**Material shown:**
↓

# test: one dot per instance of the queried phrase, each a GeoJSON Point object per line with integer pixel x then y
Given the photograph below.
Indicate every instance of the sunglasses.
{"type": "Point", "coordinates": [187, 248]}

↑
↓

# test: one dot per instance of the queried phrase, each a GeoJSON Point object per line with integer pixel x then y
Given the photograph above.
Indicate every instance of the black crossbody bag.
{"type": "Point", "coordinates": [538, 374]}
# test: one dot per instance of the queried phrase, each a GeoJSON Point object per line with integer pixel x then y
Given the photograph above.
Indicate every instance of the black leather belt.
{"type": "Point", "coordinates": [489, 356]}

↑
↓

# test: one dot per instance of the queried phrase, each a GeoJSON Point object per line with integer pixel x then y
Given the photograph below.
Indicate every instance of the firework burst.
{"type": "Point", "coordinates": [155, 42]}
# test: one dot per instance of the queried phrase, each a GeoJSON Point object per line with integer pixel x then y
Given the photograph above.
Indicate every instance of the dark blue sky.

↑

**Task instructions:** Report how many lines of the records above contain the string "black". Give only the number.

**Worked solution:** 2